_EXERCISE_
From the line with "Would you kindly pick out the woman" through the final line, transcribe the material below character for character; include no other lines.

_DATA SUPPLIED_
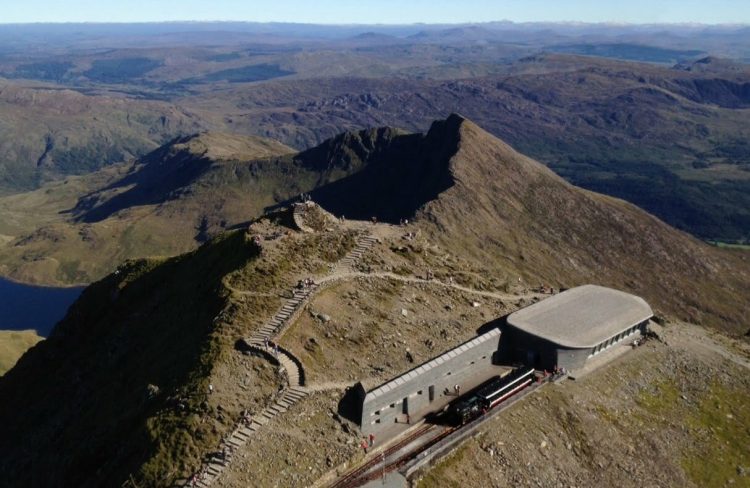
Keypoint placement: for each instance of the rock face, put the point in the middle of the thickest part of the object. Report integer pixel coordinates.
(512, 211)
(479, 196)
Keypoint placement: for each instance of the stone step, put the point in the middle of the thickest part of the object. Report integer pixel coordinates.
(276, 409)
(292, 396)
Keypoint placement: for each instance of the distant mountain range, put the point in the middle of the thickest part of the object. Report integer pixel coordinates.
(120, 389)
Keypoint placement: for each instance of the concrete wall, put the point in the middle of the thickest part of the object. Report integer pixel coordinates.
(542, 354)
(429, 387)
(571, 359)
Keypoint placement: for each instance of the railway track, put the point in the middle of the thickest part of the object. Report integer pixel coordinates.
(358, 476)
(378, 466)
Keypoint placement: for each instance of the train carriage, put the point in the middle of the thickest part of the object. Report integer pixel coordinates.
(489, 394)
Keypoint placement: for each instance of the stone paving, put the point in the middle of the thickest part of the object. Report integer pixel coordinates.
(263, 341)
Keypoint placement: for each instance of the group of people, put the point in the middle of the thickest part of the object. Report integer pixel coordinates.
(306, 283)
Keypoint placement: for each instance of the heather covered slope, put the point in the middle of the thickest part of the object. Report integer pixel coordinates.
(163, 204)
(48, 132)
(517, 216)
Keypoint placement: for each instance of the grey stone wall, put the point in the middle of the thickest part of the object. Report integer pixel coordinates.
(571, 359)
(430, 386)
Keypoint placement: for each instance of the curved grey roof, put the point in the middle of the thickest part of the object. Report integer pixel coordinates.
(582, 317)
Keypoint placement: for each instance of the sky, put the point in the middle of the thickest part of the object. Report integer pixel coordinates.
(378, 11)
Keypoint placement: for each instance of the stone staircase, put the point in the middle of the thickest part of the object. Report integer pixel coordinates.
(242, 435)
(296, 390)
(346, 264)
(298, 215)
(282, 318)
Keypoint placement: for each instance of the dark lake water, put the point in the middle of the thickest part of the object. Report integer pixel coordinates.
(25, 307)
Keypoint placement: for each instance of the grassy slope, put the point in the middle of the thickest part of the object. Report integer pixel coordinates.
(40, 244)
(516, 216)
(47, 132)
(88, 419)
(13, 344)
(659, 416)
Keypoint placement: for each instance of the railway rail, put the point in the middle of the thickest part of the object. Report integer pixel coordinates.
(380, 465)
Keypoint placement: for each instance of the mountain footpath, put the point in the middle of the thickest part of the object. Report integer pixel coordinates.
(149, 374)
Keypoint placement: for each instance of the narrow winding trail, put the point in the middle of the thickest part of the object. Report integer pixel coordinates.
(264, 342)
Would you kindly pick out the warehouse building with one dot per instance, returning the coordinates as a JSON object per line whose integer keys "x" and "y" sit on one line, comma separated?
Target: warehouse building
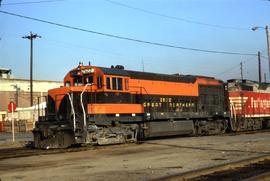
{"x": 18, "y": 91}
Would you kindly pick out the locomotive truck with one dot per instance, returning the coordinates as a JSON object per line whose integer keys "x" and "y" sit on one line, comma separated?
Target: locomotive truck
{"x": 100, "y": 106}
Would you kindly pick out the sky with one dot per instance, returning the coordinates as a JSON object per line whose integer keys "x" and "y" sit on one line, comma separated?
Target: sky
{"x": 214, "y": 25}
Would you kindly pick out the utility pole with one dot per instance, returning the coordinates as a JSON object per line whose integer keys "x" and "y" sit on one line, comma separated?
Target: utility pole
{"x": 267, "y": 41}
{"x": 259, "y": 63}
{"x": 31, "y": 37}
{"x": 241, "y": 69}
{"x": 142, "y": 65}
{"x": 268, "y": 46}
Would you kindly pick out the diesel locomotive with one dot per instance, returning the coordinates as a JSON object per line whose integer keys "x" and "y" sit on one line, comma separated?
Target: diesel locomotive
{"x": 100, "y": 106}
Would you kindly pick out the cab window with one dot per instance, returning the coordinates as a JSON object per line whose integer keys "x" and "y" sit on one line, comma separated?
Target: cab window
{"x": 117, "y": 83}
{"x": 67, "y": 84}
{"x": 77, "y": 81}
{"x": 99, "y": 82}
{"x": 108, "y": 83}
{"x": 88, "y": 80}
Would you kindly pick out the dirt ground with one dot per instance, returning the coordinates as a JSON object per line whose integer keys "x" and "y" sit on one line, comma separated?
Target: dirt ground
{"x": 151, "y": 159}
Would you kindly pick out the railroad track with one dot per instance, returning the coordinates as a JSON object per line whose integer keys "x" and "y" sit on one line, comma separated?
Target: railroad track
{"x": 26, "y": 151}
{"x": 6, "y": 153}
{"x": 256, "y": 168}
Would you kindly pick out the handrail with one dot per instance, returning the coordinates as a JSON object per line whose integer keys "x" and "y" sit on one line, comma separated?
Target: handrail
{"x": 84, "y": 115}
{"x": 73, "y": 112}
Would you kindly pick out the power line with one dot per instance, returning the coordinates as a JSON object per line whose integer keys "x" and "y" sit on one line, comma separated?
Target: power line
{"x": 31, "y": 2}
{"x": 176, "y": 18}
{"x": 236, "y": 66}
{"x": 127, "y": 38}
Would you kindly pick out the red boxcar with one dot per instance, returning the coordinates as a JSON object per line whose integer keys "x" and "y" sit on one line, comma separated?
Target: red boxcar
{"x": 249, "y": 103}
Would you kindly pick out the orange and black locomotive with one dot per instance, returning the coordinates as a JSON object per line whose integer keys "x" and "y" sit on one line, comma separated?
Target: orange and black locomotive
{"x": 99, "y": 105}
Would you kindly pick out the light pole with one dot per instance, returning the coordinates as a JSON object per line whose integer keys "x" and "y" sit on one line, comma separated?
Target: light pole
{"x": 267, "y": 41}
{"x": 31, "y": 37}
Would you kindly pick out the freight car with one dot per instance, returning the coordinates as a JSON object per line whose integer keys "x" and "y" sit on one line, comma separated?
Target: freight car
{"x": 249, "y": 104}
{"x": 99, "y": 105}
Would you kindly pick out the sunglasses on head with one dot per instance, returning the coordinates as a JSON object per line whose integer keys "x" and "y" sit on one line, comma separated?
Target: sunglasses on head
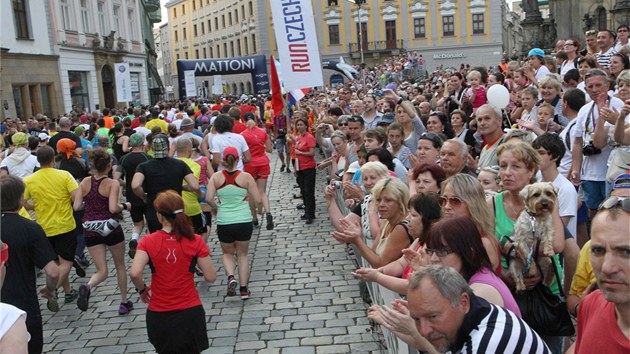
{"x": 614, "y": 201}
{"x": 455, "y": 202}
{"x": 438, "y": 252}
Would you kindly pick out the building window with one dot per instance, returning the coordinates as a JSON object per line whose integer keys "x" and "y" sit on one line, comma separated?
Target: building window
{"x": 65, "y": 15}
{"x": 478, "y": 24}
{"x": 20, "y": 14}
{"x": 132, "y": 25}
{"x": 85, "y": 17}
{"x": 448, "y": 25}
{"x": 79, "y": 93}
{"x": 117, "y": 20}
{"x": 333, "y": 34}
{"x": 102, "y": 23}
{"x": 419, "y": 28}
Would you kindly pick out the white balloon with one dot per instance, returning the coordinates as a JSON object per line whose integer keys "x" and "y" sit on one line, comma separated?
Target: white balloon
{"x": 498, "y": 96}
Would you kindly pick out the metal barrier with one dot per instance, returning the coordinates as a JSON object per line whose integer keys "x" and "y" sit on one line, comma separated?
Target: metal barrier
{"x": 383, "y": 296}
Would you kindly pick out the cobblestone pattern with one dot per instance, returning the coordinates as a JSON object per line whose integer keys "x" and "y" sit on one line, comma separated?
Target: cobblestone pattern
{"x": 304, "y": 299}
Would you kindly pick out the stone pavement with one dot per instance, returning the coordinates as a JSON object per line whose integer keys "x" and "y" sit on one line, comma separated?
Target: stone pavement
{"x": 304, "y": 299}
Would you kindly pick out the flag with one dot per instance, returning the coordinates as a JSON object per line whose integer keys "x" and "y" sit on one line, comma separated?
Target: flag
{"x": 296, "y": 95}
{"x": 276, "y": 91}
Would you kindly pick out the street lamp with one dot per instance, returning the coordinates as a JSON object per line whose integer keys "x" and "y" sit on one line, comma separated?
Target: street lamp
{"x": 362, "y": 66}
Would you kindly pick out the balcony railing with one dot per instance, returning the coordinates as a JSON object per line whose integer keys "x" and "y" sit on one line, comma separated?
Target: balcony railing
{"x": 377, "y": 45}
{"x": 152, "y": 5}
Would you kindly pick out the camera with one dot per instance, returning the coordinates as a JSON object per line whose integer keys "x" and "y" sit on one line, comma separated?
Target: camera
{"x": 590, "y": 150}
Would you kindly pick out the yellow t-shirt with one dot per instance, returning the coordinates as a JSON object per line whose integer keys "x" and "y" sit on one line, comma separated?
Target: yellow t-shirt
{"x": 584, "y": 275}
{"x": 157, "y": 122}
{"x": 191, "y": 204}
{"x": 50, "y": 191}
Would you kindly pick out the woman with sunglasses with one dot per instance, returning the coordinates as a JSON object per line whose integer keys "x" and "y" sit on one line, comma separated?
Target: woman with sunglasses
{"x": 424, "y": 211}
{"x": 390, "y": 198}
{"x": 438, "y": 123}
{"x": 463, "y": 195}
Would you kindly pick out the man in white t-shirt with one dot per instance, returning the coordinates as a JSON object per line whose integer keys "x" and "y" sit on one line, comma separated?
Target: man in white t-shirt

_COMPLETED TASK_
Would you kindly pick out the woman with sunglasses with one dot per instance, returning the coordinates as a JSON object per line whose integer keys "x" and "y" sit on one line, comma separated?
Target: woman with sunglasses
{"x": 424, "y": 211}
{"x": 390, "y": 198}
{"x": 438, "y": 123}
{"x": 463, "y": 195}
Would you kindly pick out the man in white t-shirt with one dot per instance, returning the coordinates as a JSON object per line whose integer keys "x" and "y" sit on one line, comma separated?
Target: man in white t-shirt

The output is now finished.